◆ To do:
Below are lines of data; give the number of them that contain "provide", and only that.
(Records Opens)
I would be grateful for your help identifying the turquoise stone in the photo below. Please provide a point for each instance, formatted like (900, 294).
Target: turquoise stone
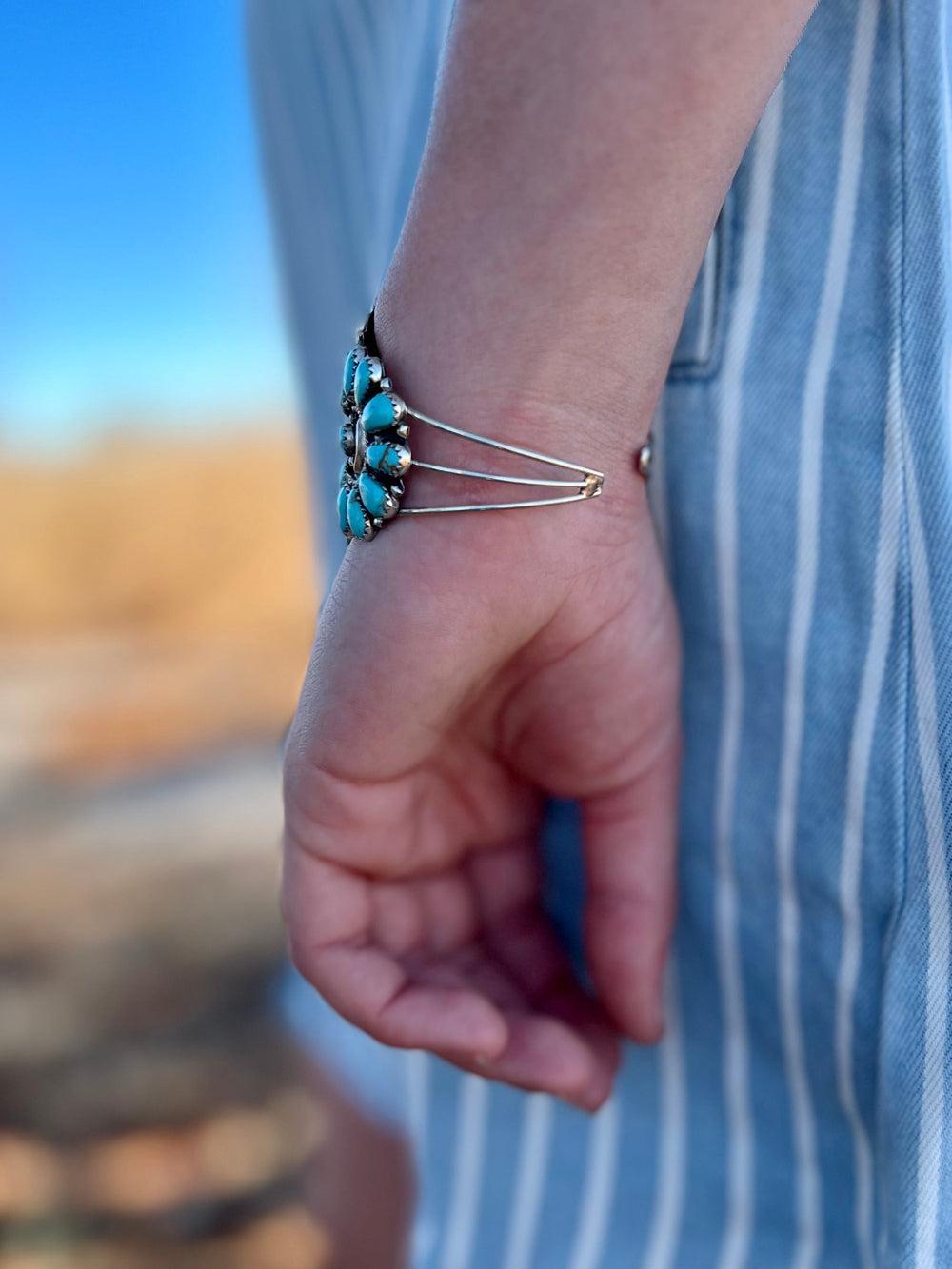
(342, 509)
(388, 458)
(358, 521)
(379, 414)
(349, 368)
(367, 377)
(377, 499)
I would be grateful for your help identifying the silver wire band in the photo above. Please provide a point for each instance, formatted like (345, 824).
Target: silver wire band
(589, 485)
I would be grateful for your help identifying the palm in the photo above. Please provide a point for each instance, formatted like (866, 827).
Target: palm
(411, 865)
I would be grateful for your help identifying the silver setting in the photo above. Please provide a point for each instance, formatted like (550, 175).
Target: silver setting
(376, 460)
(588, 485)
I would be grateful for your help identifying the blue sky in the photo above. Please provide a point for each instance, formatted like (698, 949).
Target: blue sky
(135, 259)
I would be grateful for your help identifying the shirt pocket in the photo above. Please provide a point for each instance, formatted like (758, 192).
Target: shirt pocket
(699, 347)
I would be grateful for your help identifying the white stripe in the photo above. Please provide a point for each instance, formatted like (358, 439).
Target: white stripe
(857, 784)
(737, 1050)
(467, 1173)
(932, 1107)
(672, 1151)
(658, 485)
(417, 1069)
(706, 300)
(807, 1196)
(417, 1097)
(531, 1170)
(943, 35)
(601, 1168)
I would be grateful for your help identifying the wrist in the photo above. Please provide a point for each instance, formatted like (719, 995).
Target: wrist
(531, 397)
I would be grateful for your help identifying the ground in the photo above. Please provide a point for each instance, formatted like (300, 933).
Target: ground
(Records Closes)
◆ Output of the task:
9